→ DATA EXTRACT
***

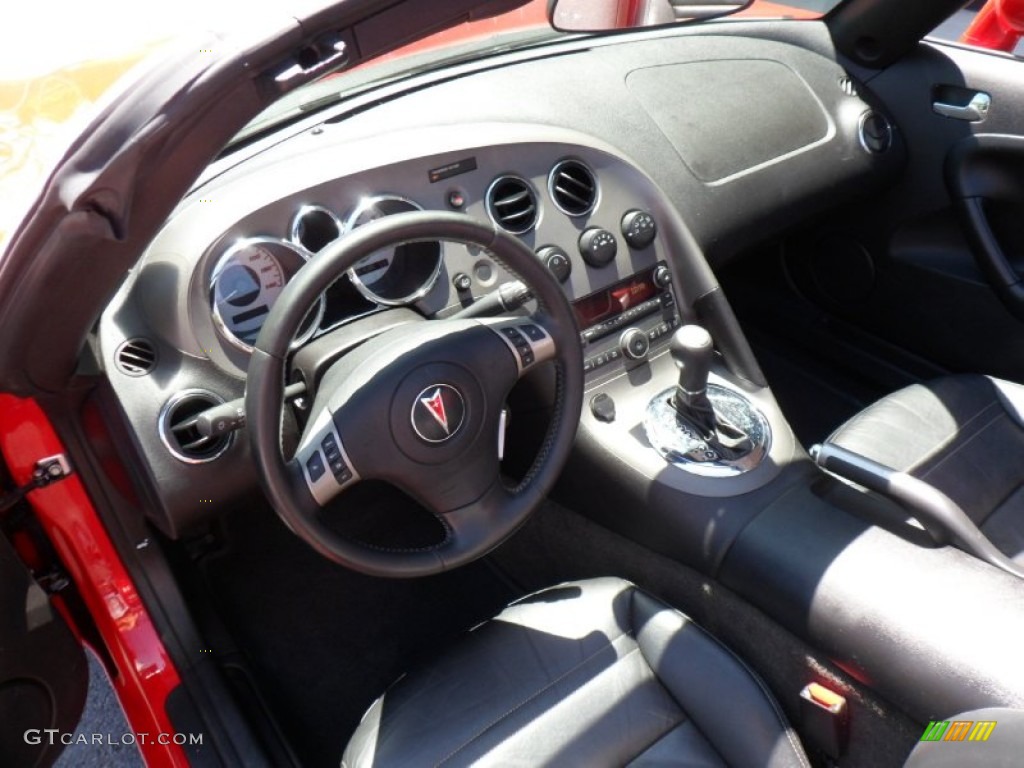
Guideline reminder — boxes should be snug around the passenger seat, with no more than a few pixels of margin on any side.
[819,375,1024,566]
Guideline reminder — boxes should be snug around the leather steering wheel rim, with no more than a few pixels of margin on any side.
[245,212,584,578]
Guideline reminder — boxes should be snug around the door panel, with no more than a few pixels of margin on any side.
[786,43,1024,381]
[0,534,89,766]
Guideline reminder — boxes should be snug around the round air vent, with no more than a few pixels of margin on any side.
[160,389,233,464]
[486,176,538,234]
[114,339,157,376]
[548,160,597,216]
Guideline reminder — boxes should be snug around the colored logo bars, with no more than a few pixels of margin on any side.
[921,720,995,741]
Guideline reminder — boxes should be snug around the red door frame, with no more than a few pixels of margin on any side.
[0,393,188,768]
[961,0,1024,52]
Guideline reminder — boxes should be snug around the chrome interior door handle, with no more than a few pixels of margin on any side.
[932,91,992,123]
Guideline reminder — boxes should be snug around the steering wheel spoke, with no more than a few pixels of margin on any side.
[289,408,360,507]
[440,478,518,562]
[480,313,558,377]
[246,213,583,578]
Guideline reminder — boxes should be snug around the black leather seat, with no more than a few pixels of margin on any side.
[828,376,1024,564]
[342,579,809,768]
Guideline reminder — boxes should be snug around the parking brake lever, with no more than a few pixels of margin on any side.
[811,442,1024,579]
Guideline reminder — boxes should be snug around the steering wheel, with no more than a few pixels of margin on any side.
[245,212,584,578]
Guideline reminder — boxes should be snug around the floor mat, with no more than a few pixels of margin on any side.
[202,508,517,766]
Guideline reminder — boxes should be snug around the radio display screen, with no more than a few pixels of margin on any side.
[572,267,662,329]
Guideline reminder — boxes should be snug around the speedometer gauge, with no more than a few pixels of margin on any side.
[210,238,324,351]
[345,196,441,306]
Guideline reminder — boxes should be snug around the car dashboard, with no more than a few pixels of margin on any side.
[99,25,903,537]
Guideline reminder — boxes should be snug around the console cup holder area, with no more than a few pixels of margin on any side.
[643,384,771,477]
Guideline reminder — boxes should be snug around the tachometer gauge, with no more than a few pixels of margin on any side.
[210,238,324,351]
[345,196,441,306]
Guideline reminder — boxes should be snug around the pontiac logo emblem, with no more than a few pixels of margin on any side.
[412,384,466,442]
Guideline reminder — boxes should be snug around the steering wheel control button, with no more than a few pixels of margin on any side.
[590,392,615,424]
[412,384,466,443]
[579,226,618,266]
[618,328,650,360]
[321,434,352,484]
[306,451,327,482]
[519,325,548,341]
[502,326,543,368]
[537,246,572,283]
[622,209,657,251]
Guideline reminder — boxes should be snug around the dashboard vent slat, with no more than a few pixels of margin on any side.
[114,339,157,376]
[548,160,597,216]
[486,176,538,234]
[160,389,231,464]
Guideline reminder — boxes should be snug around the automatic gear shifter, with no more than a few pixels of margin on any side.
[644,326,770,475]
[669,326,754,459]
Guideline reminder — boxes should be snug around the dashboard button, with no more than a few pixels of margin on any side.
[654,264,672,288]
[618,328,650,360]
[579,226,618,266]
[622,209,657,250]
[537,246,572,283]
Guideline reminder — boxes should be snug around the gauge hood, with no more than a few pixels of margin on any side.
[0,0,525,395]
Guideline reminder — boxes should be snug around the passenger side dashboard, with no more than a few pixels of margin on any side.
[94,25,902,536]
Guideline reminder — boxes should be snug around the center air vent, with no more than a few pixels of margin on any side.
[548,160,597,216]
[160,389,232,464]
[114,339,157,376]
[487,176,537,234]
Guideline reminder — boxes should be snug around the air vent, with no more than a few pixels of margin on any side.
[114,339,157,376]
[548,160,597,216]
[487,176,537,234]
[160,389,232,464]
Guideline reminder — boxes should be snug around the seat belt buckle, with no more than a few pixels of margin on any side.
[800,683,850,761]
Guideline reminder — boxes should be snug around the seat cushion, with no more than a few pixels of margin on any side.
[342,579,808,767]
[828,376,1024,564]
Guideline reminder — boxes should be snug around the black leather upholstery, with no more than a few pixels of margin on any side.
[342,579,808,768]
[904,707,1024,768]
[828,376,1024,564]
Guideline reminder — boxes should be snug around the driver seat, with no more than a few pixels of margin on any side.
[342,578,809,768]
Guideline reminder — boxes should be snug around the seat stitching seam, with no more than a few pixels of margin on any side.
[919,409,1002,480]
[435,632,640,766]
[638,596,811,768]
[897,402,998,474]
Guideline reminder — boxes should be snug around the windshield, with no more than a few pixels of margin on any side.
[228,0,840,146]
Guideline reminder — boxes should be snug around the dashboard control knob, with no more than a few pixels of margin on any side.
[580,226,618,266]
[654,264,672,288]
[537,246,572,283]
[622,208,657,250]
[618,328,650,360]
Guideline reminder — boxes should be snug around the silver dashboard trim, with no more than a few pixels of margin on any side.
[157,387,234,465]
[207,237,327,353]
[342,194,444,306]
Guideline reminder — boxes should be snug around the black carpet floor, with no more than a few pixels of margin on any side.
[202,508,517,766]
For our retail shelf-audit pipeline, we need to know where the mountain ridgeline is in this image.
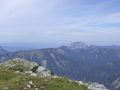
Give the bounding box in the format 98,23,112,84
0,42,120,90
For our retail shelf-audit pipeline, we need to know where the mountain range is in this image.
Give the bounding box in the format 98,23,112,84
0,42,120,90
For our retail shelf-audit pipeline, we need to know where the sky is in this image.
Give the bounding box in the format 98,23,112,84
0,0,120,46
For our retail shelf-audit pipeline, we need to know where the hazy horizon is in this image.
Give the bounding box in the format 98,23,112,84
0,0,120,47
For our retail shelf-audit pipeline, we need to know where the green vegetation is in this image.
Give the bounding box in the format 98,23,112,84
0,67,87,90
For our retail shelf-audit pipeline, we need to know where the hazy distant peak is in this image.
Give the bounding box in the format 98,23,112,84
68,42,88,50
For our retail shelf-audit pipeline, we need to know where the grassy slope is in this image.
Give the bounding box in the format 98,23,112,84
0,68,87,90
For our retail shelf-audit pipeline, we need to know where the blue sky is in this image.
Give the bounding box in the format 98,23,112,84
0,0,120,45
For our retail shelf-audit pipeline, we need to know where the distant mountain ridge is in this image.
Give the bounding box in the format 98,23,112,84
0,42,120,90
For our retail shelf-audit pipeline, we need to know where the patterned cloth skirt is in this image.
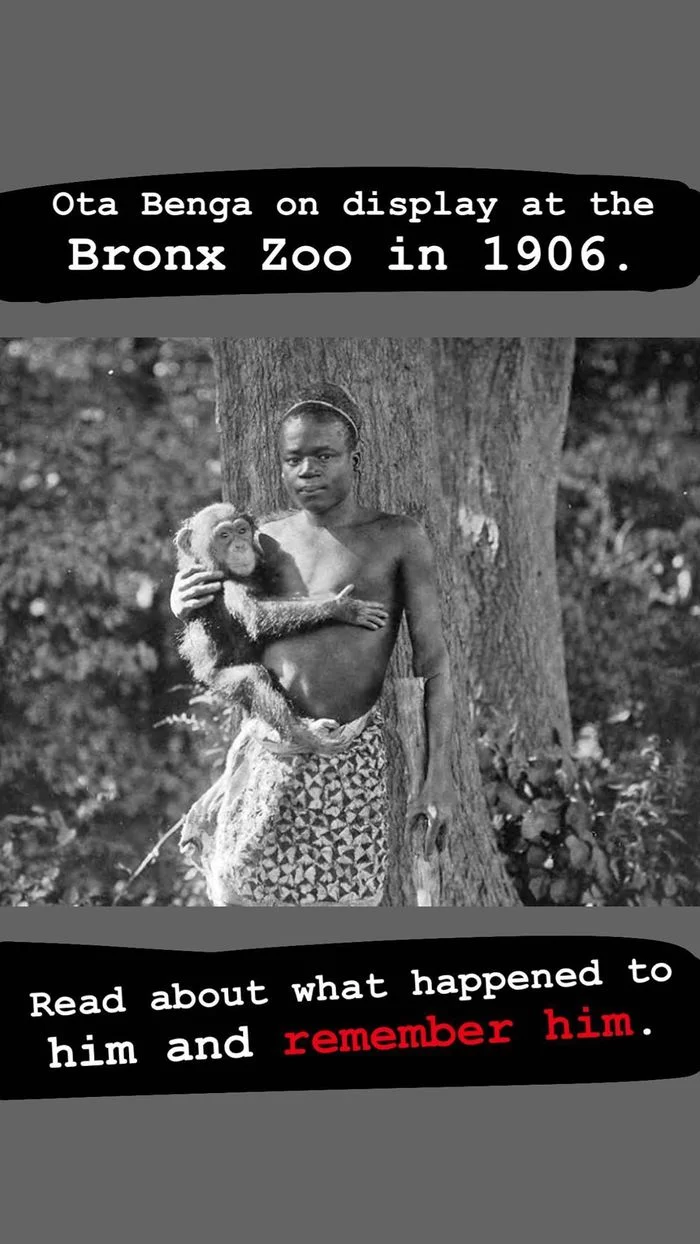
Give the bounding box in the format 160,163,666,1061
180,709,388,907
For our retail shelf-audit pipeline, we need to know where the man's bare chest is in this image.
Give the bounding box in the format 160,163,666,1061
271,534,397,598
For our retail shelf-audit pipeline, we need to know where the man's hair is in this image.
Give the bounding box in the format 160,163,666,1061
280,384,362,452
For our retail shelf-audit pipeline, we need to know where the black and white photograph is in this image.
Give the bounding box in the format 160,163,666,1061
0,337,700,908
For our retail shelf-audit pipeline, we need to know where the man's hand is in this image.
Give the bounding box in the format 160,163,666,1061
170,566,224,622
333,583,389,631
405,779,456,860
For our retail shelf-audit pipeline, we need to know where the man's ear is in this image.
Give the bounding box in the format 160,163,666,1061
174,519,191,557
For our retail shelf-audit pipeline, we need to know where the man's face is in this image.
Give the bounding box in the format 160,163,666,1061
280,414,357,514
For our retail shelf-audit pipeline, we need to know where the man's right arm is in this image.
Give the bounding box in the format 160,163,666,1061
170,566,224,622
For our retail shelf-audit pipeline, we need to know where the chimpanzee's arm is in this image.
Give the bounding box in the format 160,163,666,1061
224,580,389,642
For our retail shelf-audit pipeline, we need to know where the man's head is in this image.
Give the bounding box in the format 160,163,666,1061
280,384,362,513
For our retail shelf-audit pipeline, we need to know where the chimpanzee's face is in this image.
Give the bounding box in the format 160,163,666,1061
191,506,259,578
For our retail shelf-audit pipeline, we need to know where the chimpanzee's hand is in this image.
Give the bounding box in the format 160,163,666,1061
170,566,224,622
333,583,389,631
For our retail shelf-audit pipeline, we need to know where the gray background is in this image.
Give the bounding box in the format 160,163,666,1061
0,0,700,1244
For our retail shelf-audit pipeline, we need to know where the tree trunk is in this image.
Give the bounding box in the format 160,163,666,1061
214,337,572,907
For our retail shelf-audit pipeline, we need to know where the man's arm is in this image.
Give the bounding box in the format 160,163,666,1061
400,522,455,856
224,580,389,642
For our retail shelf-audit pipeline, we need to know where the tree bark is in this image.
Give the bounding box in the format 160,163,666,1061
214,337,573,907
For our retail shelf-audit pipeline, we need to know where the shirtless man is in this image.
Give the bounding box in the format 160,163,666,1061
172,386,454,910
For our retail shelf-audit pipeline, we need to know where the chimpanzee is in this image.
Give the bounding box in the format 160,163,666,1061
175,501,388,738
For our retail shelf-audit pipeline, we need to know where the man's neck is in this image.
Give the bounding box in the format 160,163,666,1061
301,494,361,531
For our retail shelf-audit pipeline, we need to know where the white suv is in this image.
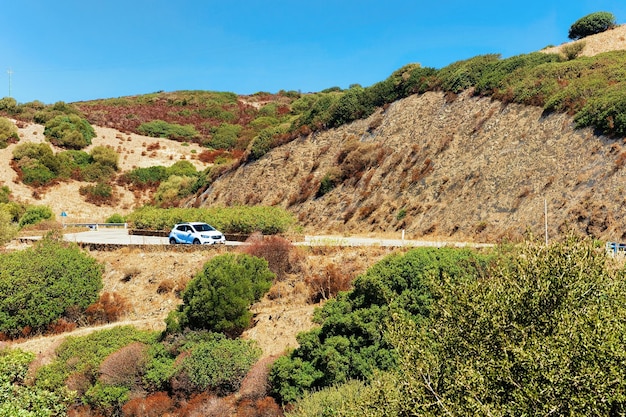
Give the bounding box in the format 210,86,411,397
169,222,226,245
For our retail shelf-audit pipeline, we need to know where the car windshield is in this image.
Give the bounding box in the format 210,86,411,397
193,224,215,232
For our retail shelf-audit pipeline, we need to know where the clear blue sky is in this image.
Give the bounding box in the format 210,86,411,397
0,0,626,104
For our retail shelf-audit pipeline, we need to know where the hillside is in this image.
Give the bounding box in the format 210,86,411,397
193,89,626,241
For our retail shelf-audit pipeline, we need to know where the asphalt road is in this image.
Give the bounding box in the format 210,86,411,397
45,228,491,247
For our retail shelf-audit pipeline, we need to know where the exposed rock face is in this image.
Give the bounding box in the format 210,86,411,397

***

→ WHAT NEEDS TO BE DONE
Can you reproduce the listing from the line with "vegetation is in this image." up to and including the line with "68,42,88,50", swapping "hazy distant peak" for "distant mountain peak" and changing nothing else?

→ EXERCISE ANSWER
For our retail shelf-audit pipeline, we need to know where the green vegetation is in this image.
Give the bounding box in the format 98,23,112,84
0,67,87,90
For our retail shelf-audit pipeline, we need to know where the distant mountain peak is in this image.
Give the bounding box in the format 98,23,112,84
68,42,88,50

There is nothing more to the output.